> _本文抜粋_
§ §
TABLO / 2020年3月31日 13時4分

妻も娘もいる痴漢が言う「相手は嫌がっていなかった」は常套句か 好みの女性だから陰部を触ってもいいと理解した男が裁判所で発した呆れた言葉

画像はイメージです

 

「この人痴漢です!」

電車内で被害者の女性(事件当時32歳)に声を挙げられ腕を捕まれた時の心境を初芝宗一(仮名、裁判当時54歳)は、

「頭が真っ白になった」

と語りました。女性が声を挙げるとは思ってもいなかったようです。すぐに彼は近くにいた警察官に取り押さえられました。警察官が現場にいたことには理由があります。彼の犯行は初めてのことではなかったのです。

 

この日、被害女性が電車に乗り込むと彼はそばに寄ってきました。そしてスカートを捲り上げて下着の中に指を入れ陰部を直接触り始めました。私服警察官はそばにいましたが満員電車内でのことです。他の乗客に紛れてしまい犯行をはっきり見ることができずにいました。その後、駅に到着し乗客の乗り降りがあって彼と被害女性の立ち位置が入れ替わりました。すると彼は後ろから被害女性のお尻を触りだし、それから少しずつ移動して再び女性の前部に行きまた陰部を触り始めました。

ここに至ってようやく警察官も犯行の現認を取ることができました。被害女性に合図を送り声を挙げてもらった後、現行犯逮捕となりました。
§ §
> _データセットのレコード_

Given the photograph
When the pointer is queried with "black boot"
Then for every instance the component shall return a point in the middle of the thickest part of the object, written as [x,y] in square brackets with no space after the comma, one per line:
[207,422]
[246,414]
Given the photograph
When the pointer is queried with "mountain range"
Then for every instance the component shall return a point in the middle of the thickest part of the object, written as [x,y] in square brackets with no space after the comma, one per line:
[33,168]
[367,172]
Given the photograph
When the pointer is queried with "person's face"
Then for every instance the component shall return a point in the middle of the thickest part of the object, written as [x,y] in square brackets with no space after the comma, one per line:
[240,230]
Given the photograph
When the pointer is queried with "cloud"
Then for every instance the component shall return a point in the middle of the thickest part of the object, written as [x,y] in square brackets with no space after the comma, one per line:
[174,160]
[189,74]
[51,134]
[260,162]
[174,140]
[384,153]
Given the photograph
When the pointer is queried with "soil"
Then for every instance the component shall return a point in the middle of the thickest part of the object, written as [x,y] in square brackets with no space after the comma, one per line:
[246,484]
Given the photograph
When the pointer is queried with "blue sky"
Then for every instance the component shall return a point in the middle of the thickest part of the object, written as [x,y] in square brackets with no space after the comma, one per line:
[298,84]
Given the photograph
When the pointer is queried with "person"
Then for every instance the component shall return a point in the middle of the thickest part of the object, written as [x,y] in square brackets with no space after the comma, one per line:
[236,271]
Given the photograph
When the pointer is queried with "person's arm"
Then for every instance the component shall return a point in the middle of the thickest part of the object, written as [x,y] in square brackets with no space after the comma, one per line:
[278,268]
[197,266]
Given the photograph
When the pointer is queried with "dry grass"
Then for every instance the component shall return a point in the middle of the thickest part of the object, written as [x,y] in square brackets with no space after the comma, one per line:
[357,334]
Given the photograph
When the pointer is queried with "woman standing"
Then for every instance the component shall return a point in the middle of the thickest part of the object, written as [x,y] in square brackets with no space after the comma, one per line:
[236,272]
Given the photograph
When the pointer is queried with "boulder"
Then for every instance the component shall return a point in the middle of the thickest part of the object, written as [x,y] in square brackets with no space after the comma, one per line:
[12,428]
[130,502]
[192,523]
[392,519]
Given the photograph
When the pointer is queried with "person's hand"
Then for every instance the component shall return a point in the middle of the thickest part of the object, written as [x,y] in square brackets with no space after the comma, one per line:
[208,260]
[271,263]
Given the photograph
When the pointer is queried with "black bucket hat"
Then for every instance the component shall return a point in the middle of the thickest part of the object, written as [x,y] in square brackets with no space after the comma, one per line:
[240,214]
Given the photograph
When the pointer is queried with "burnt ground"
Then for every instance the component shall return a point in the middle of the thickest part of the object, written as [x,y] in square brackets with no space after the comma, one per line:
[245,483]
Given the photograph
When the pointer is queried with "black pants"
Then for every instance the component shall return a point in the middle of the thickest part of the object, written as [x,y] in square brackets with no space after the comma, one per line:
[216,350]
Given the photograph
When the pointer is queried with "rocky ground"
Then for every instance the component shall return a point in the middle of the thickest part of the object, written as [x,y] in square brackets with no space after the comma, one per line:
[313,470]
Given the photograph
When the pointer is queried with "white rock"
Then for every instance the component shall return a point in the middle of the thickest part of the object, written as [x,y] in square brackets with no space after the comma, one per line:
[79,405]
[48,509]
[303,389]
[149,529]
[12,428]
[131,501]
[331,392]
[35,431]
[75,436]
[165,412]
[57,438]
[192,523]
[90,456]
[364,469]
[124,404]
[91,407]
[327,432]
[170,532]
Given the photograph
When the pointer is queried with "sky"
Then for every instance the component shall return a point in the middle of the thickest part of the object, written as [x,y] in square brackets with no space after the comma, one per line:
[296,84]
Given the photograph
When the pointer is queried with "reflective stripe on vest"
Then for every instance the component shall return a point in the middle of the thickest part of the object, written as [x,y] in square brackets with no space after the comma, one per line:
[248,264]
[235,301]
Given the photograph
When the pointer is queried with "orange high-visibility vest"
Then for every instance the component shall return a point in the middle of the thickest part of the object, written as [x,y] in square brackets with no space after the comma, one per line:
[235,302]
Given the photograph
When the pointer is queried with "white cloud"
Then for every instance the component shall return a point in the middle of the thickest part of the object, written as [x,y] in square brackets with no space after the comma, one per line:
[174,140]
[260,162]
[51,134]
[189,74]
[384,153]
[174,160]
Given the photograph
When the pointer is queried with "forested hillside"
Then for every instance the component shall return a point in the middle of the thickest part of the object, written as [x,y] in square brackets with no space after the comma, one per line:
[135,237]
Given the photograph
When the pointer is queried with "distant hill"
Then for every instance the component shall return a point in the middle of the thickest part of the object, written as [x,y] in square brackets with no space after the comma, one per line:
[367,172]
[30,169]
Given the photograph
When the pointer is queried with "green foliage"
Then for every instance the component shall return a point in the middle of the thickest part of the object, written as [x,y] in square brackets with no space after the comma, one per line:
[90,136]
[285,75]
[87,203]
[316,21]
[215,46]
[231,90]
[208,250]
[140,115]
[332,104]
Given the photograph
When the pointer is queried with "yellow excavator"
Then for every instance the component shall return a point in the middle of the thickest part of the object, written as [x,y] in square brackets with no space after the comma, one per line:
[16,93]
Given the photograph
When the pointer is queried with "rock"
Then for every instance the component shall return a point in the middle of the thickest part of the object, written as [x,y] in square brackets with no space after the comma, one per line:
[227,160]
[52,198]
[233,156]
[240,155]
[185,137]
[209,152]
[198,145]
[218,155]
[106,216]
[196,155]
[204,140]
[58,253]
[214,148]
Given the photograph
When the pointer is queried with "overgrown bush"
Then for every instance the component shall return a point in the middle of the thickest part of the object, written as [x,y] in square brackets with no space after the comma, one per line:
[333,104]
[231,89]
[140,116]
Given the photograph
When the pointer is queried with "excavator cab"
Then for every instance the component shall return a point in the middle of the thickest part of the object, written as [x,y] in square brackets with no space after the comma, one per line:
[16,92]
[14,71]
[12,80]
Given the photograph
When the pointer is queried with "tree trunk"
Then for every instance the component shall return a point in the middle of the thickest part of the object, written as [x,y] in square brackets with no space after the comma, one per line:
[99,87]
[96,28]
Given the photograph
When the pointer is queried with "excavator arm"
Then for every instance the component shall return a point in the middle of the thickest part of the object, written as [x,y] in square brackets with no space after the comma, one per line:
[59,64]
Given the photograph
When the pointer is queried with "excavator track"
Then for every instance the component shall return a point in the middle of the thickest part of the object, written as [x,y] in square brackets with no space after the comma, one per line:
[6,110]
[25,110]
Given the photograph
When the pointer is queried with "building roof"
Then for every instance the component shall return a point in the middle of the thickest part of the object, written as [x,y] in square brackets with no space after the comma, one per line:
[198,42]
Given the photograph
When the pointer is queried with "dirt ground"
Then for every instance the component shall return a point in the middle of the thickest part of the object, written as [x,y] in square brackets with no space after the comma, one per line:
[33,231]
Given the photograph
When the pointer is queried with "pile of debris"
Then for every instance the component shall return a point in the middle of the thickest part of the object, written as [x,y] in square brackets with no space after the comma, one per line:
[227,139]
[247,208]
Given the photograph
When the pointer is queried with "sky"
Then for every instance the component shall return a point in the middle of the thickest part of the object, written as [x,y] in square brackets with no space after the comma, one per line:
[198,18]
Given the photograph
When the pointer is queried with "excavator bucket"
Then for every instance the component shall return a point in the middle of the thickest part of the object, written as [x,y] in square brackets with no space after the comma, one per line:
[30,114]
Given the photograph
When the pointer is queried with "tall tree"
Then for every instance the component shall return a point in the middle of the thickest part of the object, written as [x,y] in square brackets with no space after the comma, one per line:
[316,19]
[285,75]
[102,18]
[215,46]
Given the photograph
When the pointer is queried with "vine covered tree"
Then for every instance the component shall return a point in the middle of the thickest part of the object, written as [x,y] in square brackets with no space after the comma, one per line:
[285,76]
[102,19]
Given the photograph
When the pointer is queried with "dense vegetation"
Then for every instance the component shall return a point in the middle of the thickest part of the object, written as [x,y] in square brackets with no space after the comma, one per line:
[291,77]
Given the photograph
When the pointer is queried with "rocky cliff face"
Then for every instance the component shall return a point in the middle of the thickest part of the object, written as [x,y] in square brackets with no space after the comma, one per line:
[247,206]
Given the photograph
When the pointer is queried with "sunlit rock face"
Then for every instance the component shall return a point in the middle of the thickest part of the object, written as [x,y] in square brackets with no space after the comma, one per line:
§ §
> _目標_
- 1) 痴漢事件の記事の「と語りました。女性が声を挙げ」から始まり「後、現行犯逮捕となりました。」で終わる部分を、「被害女性」を「相手の女性」に置き換えて示してください。
- 2) 痴漢事件の記事によると、初芝宗一(仮名)は裁判当時何歳でしたか。
- 3) 痴漢事件の記事の最後の文の後に、続く部分を書き上げてください。
レコードは、痴漢事件の記事とは別の資料です。

> _最終回答_
- 1)
と語りました。女性が声を挙げるとは思ってもいなかったようです。すぐに彼は近くにいた警察官に取り押さえられました。警察官が現場にいたことには理由があります。彼の犯行は初めてのことではなかったのです。

 

この日、相手の女性が電車に乗り込むと彼はそばに寄ってきました。そしてスカートを捲り上げて下着の中に指を入れ陰部を直接触り始めました。私服警察官はそばにいましたが満員電車内でのことです。他の乗客に紛れてしまい犯行をはっきり見ることができずにいました。その後、駅に到着し乗客の乗り降りがあって彼と相手の女性の立ち位置が入れ替わりました。すると彼は後ろから相手の女性のお尻を触りだし、それから少しずつ移動して再び女性の前部に行きまた陰部を触り始めました。

ここに至ってようやく警察官も犯行の現認を取ることができました。相手の女性に合図を送り声を挙げてもらった後、現行犯逮捕となりました。

- 2) 54歳です。

- 3)
 

参考記事:電車内で放尿男 その「ヤバさ」に画像はますます拡散されるばかり この男にどんな“言い訳”があるのだろうか? | TABLO

 

「犯人には繰り返し痴漢されてました。だいたい週に3日くらい痴漢されてました。はじめはお尻に性器を押しつけてきて、それがだんだんエスカレートして下着の中にまで手を入れるようになってきました」

電車や時間を変えても彼はついてきました。通勤途中でのことです。被害女性は、

「会社に迷惑をかけたくなかった」

と痴漢の被害を耐えていましたが、下着の中にまで手を入れられるようになってようやく警察に被害を相談しました。この時点ではじめて痴漢の被害に遭ってから約3ヶ月経っていました。

 

強制わいせつ罪の被告人として裁かれる立場となった彼には妻がいます。身体があまり強くなく、精神的な疾患も抱える彼の妻は事件を知って体調を崩してしまいました。そのため情状証人として出廷することは出来ませんでしたが、

「同じ女性として夫の罪は許しがたく離婚も考えましたが、今後も支えて生きていくと決めました」

という内容の上申書を裁判所に提出しています。

そして彼には高校2年生の娘もいます。

「娘には事件のことを伝えてません。伝えることができませんでした」

彼が身柄を勾留されている間は「病気で入院している」ということにしていたそうです。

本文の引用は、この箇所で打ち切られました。